--- Input ---

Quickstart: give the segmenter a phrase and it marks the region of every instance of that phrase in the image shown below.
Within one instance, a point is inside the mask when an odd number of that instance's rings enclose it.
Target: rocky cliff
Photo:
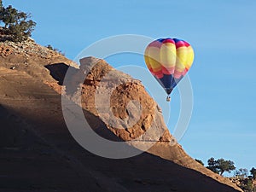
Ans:
[[[0,55],[2,191],[240,190],[183,151],[138,79],[93,57],[79,67],[32,40],[0,43]],[[65,123],[61,91],[98,135],[147,151],[113,160],[84,150]]]

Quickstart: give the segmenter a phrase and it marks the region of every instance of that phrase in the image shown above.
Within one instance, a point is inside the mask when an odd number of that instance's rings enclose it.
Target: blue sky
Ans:
[[[231,160],[238,168],[256,166],[255,1],[3,0],[3,4],[32,13],[38,23],[32,38],[70,59],[114,35],[187,40],[195,53],[189,73],[194,111],[179,143],[205,163],[212,156]],[[134,59],[144,65],[142,56]],[[127,62],[125,56],[108,61]],[[177,95],[171,106],[171,132],[178,114]]]

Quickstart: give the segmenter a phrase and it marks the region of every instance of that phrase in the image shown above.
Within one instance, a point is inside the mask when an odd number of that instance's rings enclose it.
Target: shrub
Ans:
[[[21,42],[31,37],[36,22],[30,20],[31,15],[18,11],[11,5],[4,8],[0,0],[0,20],[4,24],[7,40]]]

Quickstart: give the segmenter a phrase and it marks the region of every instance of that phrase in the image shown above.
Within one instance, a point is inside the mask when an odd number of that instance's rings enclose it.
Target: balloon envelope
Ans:
[[[160,38],[147,46],[144,59],[151,73],[169,95],[189,70],[194,51],[183,40]]]

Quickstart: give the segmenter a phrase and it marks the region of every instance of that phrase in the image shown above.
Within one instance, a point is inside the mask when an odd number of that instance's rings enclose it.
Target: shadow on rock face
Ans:
[[[70,73],[77,73],[78,69],[73,67],[68,66],[66,63],[53,63],[47,66],[44,66],[49,71],[49,74],[58,81],[60,85],[63,85],[65,75],[67,70],[70,70]]]

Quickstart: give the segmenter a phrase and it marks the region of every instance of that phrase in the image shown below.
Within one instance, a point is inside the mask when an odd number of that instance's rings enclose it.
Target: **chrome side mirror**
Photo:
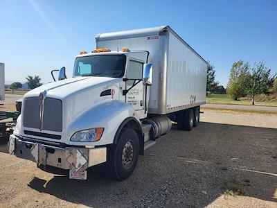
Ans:
[[[59,77],[58,77],[58,80],[64,80],[64,79],[66,79],[66,76],[65,75],[65,67],[62,67],[60,69],[60,71],[59,71]]]
[[[143,84],[144,86],[152,85],[153,65],[152,64],[143,64]]]

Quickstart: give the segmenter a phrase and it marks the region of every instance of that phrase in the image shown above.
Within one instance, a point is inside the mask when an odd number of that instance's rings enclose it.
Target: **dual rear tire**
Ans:
[[[179,130],[190,131],[199,122],[199,108],[187,109],[177,113],[177,127]]]

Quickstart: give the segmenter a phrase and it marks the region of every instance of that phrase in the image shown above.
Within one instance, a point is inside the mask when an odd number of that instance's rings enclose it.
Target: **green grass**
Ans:
[[[251,99],[243,98],[242,101],[233,101],[226,94],[212,94],[206,97],[206,103],[208,104],[224,104],[224,105],[251,105]],[[255,105],[261,106],[277,106],[277,101],[255,101]]]
[[[28,90],[15,90],[15,92],[12,92],[12,90],[5,90],[5,94],[21,94],[21,95],[24,95],[28,92]]]

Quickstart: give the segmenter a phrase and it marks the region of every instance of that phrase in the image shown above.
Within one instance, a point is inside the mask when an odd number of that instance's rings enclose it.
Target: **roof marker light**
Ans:
[[[109,52],[109,51],[111,51],[111,50],[109,50],[109,49],[105,48],[105,49],[103,49],[102,51],[103,52]]]
[[[127,49],[127,48],[122,49],[122,52],[127,52],[127,51],[129,51],[129,49]]]

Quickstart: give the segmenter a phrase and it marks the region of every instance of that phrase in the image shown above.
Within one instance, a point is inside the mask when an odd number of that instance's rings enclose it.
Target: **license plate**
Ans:
[[[69,170],[69,179],[87,180],[87,171],[75,171]]]

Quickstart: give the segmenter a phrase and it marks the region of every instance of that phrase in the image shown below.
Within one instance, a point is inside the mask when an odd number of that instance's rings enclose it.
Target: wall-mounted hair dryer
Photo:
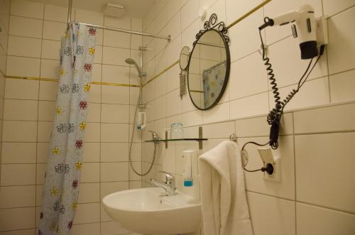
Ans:
[[[297,10],[290,11],[273,18],[266,17],[265,23],[259,27],[262,30],[267,26],[284,26],[291,23],[293,38],[300,43],[301,58],[310,59],[318,55],[317,48],[317,23],[315,11],[310,5],[303,5]]]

---

Pull out each line of the material above that contains the string "Target". Case counts.

Target: rocky cliff
Target: blue sky
Target: shrub
Target: balloon envelope
Target: shadow on rock face
Target: **chrome side mirror**
Target: **dual rear tire**
Target: **green grass**
Target: **roof marker light**
Target: **license plate**
Target: wall-mounted hair dryer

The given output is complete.